Job:
Print the following lines again word for word, covering every record but omitting the pictures.

Items stored from a collection:
········
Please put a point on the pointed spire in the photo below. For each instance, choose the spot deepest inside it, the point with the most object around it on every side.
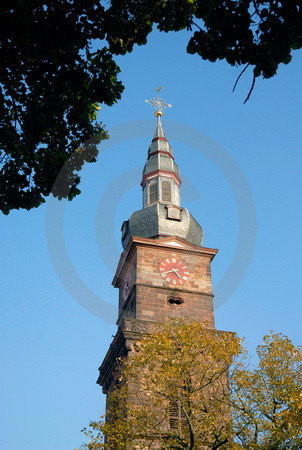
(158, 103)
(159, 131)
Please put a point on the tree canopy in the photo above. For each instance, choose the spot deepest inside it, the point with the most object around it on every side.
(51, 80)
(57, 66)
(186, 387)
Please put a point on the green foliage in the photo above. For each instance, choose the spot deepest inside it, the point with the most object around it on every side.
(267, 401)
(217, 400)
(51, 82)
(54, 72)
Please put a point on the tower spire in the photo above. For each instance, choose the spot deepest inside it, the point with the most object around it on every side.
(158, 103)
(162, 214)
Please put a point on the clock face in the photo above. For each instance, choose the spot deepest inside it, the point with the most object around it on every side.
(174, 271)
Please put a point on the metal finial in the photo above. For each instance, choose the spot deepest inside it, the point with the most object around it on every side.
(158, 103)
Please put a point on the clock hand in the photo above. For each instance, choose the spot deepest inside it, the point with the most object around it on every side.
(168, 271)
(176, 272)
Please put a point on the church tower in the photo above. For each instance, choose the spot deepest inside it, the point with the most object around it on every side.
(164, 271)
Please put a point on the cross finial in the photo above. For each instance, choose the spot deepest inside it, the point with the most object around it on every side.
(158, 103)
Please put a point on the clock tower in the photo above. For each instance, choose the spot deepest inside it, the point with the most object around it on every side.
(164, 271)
········
Problem solution:
Please put a point on the pointed spire in the photo below. For each instance, choose the spot deepest inside it, the point with the most object around it on every side.
(158, 103)
(159, 131)
Please put a point on the tree canopy in the photo above. For each instance, choose the spot deepest inside it, the point with the most object around it on every side.
(51, 80)
(57, 66)
(186, 387)
Please put a point on the green foliage in the photo above. For each instance, choose the spot deepest inside it, the point with the most object around it on every side.
(267, 401)
(217, 400)
(51, 82)
(54, 72)
Please put a point on the tower spire in the photo above. For each instance, choose the spot deepest inside it, the point with the most object around it on every side.
(158, 103)
(162, 214)
Please put a point on the clock face in the photo above. For each instance, choose the spot deepest inside it, the point with the most object around it on every side.
(174, 271)
Please put a point on the metal finial in the photo above. For each instance, choose the spot deepest inside it, the point with the most object around it on every side.
(158, 103)
Please put a point on the clock hand in the photo above. For each instance, choose the spot deepest inside it, the point with the most object around it on every side.
(168, 271)
(176, 272)
Please put a point on the church tower in the photo above. For each instance, choose the spot deepest inside it, the point with the most object around it on every side.
(164, 271)
Please put a point on the cross finial in the photo above. For each instance, choose the spot deepest inside it, the point with the most object around it on every side.
(158, 103)
Please put a point on the clock tower in the photo above. For each instance, choose the spot deepest inside it, the point with the most object around it on every side.
(164, 271)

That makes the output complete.